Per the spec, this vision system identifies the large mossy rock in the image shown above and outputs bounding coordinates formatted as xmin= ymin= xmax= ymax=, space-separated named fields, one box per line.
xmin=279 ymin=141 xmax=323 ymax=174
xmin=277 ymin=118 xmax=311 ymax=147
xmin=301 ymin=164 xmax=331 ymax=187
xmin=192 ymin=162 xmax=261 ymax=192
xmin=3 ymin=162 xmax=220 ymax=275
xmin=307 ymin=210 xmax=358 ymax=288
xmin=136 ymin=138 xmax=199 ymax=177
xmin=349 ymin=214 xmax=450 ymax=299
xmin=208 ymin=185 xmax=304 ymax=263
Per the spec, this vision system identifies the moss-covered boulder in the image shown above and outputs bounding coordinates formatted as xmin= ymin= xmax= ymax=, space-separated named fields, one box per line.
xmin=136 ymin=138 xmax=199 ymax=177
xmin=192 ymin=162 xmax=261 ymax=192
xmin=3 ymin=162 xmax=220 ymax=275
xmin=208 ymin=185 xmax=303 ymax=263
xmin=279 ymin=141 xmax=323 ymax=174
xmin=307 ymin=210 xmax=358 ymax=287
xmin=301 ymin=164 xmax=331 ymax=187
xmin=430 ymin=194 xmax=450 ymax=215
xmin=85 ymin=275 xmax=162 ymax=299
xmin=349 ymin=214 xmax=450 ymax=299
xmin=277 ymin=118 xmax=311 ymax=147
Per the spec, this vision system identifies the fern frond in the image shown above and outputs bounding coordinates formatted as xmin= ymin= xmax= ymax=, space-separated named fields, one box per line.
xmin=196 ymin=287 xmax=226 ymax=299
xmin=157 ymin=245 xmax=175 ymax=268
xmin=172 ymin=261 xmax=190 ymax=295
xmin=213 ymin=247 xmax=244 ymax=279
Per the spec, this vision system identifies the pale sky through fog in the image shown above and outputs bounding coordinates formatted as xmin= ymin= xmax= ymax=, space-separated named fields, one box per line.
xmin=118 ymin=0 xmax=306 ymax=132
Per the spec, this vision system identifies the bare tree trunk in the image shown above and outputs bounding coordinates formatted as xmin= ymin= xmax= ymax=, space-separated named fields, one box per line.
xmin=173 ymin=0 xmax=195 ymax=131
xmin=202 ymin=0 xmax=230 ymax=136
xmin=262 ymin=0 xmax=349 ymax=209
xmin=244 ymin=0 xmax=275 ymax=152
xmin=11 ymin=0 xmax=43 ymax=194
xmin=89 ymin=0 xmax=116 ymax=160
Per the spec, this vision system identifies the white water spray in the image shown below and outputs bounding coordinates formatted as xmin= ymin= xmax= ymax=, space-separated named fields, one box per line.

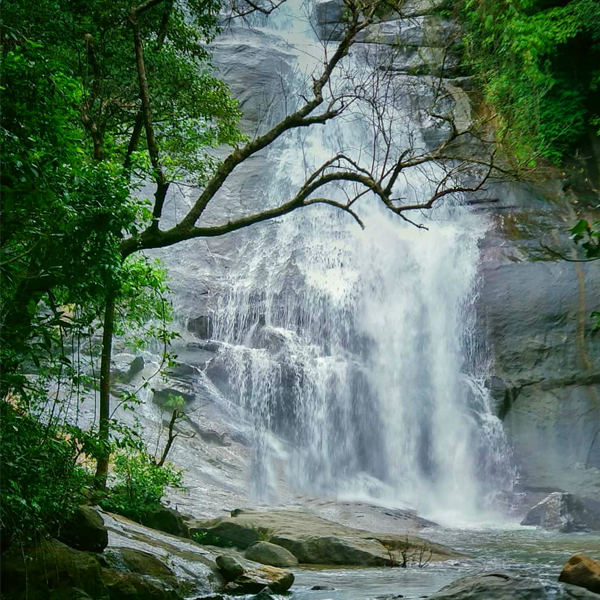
xmin=201 ymin=0 xmax=515 ymax=522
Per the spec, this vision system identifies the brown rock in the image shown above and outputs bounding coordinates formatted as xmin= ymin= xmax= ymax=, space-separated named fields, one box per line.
xmin=559 ymin=554 xmax=600 ymax=594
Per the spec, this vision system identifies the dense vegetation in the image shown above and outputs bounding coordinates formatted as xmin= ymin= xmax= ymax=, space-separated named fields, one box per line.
xmin=461 ymin=0 xmax=600 ymax=163
xmin=1 ymin=0 xmax=597 ymax=550
xmin=0 ymin=0 xmax=242 ymax=544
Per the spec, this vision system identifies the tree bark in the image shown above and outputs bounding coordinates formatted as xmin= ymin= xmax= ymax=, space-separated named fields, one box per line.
xmin=94 ymin=295 xmax=116 ymax=488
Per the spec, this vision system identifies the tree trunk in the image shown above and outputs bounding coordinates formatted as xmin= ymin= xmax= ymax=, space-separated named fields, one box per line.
xmin=94 ymin=295 xmax=116 ymax=488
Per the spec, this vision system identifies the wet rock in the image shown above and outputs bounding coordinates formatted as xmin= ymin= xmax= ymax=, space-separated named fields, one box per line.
xmin=58 ymin=505 xmax=109 ymax=553
xmin=216 ymin=554 xmax=246 ymax=581
xmin=559 ymin=554 xmax=600 ymax=594
xmin=244 ymin=541 xmax=299 ymax=567
xmin=428 ymin=572 xmax=600 ymax=599
xmin=481 ymin=258 xmax=600 ymax=497
xmin=188 ymin=315 xmax=214 ymax=339
xmin=102 ymin=568 xmax=182 ymax=600
xmin=233 ymin=565 xmax=294 ymax=594
xmin=521 ymin=493 xmax=600 ymax=532
xmin=312 ymin=585 xmax=336 ymax=590
xmin=0 ymin=539 xmax=107 ymax=599
xmin=139 ymin=506 xmax=189 ymax=538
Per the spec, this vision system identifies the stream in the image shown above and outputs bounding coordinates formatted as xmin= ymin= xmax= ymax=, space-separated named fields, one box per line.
xmin=290 ymin=526 xmax=600 ymax=599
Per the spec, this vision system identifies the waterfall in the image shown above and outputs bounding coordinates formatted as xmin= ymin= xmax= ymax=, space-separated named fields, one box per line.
xmin=181 ymin=0 xmax=516 ymax=521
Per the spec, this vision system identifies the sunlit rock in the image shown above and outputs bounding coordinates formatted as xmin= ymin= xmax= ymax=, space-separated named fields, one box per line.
xmin=559 ymin=554 xmax=600 ymax=595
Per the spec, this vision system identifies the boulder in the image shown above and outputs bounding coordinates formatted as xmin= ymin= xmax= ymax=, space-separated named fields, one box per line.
xmin=559 ymin=554 xmax=600 ymax=594
xmin=428 ymin=572 xmax=600 ymax=599
xmin=233 ymin=565 xmax=294 ymax=594
xmin=102 ymin=568 xmax=182 ymax=600
xmin=270 ymin=534 xmax=388 ymax=566
xmin=189 ymin=520 xmax=260 ymax=549
xmin=244 ymin=541 xmax=299 ymax=567
xmin=58 ymin=505 xmax=109 ymax=552
xmin=215 ymin=554 xmax=246 ymax=581
xmin=521 ymin=493 xmax=600 ymax=532
xmin=0 ymin=539 xmax=107 ymax=600
xmin=139 ymin=506 xmax=189 ymax=538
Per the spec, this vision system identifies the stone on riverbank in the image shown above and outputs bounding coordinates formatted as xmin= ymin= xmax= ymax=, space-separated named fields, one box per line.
xmin=244 ymin=541 xmax=298 ymax=567
xmin=559 ymin=554 xmax=600 ymax=594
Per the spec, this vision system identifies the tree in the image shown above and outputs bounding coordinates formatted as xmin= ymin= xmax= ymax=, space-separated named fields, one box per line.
xmin=1 ymin=0 xmax=507 ymax=487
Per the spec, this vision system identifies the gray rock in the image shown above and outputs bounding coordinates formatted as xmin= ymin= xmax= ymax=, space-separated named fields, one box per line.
xmin=357 ymin=17 xmax=459 ymax=47
xmin=244 ymin=541 xmax=299 ymax=567
xmin=428 ymin=572 xmax=600 ymax=599
xmin=521 ymin=493 xmax=600 ymax=532
xmin=128 ymin=355 xmax=145 ymax=378
xmin=216 ymin=554 xmax=246 ymax=581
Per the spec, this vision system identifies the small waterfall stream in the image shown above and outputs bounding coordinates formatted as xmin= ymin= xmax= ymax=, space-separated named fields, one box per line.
xmin=171 ymin=0 xmax=516 ymax=522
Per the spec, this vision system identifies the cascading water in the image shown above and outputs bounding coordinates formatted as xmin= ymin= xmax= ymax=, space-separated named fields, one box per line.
xmin=196 ymin=0 xmax=516 ymax=522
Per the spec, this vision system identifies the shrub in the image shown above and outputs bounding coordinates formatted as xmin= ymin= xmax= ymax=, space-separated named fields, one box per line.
xmin=0 ymin=403 xmax=92 ymax=546
xmin=99 ymin=449 xmax=182 ymax=522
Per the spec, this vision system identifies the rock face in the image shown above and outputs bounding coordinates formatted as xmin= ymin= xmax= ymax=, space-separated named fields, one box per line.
xmin=58 ymin=505 xmax=109 ymax=553
xmin=479 ymin=168 xmax=600 ymax=500
xmin=428 ymin=572 xmax=600 ymax=600
xmin=560 ymin=554 xmax=600 ymax=595
xmin=244 ymin=541 xmax=299 ymax=567
xmin=521 ymin=493 xmax=600 ymax=532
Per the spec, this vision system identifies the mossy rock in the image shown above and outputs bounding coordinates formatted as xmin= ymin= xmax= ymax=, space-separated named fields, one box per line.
xmin=102 ymin=569 xmax=182 ymax=600
xmin=189 ymin=520 xmax=260 ymax=549
xmin=0 ymin=539 xmax=107 ymax=600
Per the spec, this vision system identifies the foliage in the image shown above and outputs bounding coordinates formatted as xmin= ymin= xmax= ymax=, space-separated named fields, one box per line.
xmin=571 ymin=218 xmax=600 ymax=330
xmin=461 ymin=0 xmax=600 ymax=164
xmin=0 ymin=403 xmax=92 ymax=545
xmin=99 ymin=448 xmax=182 ymax=521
***
→ TASK OBJECTIVE
Beginning with the line that holds "Per the spec, this vision system identifies the mossy" and ending with the last line of the material, retype each line exactly and output nothing else.

→ ANSWER AREA
Per the spec, this vision system identifies the mossy rock in the image shown above and outputs bounding coordinates formatted as xmin= ymin= xmax= ymax=, space-separated named fields, one box per line.
xmin=102 ymin=569 xmax=182 ymax=600
xmin=189 ymin=520 xmax=260 ymax=549
xmin=0 ymin=539 xmax=107 ymax=600
Per the spec, this vision system identifies the foliage in the image shown above and outputs bounding coordinates formatted as xmin= ymin= xmax= ymax=, space-separated named fields, one box per line.
xmin=571 ymin=218 xmax=600 ymax=330
xmin=461 ymin=0 xmax=600 ymax=164
xmin=0 ymin=403 xmax=92 ymax=545
xmin=99 ymin=448 xmax=182 ymax=521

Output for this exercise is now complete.